Texte extrait →

================

Ce parcours de camp en camp, dans les conditions effroyables décrites plus haut se termine pour Haïm Motro au camp de Bergen-Belsen, situé à 170 kilomètres au nord de l’Allemagne. On sait que lors de l’évacuation du camp de Dora, les 4 et 5 avril 1945, 6 convois ferroviaires évacuent les déportés vers le camp de Bergen-Belsen. Ces convois, souvent bombardés arrivent vers le 11 avril à Bergen-Belsen, à un moment où l’épidémie de typhus fait des ravages dans ce camp devenu un véritable mouroir. Haïm Motro y contacte lui-même le typhus. Le camp est libéré par les troupes britanniques et canadiennes le 15 avril, et Haïm Motro est rapatrié le 25 avril 1945 par la Croix-Rouge. 

Parcours d’Haim Motro, de son arrestation à sa libération
brièvement évoqué par ce courrier le Ministère des Anciens Combattants du 29 novembre 1955

Il retrouve son épouse à Paris où ils vivent quelques années dans le XIe arrondissement au 100, boulevard Richard Lenoir. Un deuxième fils, René, naît le 15 mai 1946 à Paris. Haïm Motro travaille comme prothésiste dentaire à demeure chez un stomatologiste, le professeur Gabriel, établi à Bécon-les-Bruyères par ailleurs professeur à « La Tour d’Auvergne » où Haïm Motro intervient de temps en temps. Son épouse est modéliste/ coupeuse dans un atelier de confection. La crise du logement (ils n’ont qu’un studio) les oblige à mettre leurs deux fils en nourrice à Paray-Vieille-Poste. Ils décident, vraisemblablement en 1949, de rejoindre une partie de la famille à Béziers où Haïm exercera définitivement sa profession de prothésiste dentaire. Il a vécu jusqu’à la fin de sa vie à Béziers.

Henri (Haïm) et ses deux fils, Michel et René
sur les allées Paul Riquet à Béziers en 1956

Outre Michel né en 1943, et René né en 1946, une fille prénommée Danielle est venue compléter sa descendance. Elle est née le 17 Août 1958 à Béziers.

================

Traduisez en anglais cette phrase du texte extrait : « Le camp est libéré par les troupes britanniques et canadiennes le 15 avril, et Haïm Motro est rapatrié le 25 avril 1945 par la Croix-Rouge. »

Données présentées →
================

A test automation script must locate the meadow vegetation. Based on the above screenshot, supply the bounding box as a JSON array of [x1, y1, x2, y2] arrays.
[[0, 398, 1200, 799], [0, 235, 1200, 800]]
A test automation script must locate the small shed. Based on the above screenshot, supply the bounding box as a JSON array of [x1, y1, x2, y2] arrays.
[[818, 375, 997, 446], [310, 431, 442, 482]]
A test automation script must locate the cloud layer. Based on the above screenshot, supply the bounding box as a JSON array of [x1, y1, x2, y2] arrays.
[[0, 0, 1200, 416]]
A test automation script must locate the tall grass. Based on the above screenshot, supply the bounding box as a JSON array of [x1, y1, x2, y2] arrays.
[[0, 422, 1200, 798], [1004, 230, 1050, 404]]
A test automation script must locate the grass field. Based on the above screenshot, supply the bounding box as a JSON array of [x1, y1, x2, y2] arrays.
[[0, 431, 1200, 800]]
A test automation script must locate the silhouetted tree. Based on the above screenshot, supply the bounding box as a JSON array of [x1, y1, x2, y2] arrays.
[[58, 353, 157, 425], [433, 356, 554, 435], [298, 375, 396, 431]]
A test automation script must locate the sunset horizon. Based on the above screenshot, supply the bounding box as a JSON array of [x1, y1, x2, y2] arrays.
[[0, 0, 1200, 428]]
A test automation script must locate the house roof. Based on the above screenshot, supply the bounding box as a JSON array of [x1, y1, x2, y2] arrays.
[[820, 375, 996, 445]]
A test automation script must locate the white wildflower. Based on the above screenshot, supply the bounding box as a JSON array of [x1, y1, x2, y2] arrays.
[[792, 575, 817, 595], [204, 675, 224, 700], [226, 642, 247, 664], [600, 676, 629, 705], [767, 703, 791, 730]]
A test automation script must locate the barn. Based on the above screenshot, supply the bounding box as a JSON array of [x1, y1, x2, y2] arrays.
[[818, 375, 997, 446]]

================

Résultat →
The camp was liberated by British and Canadian troops on April 15, and Haïm Motro was repatriated by the Red Cross on April 25, 1945.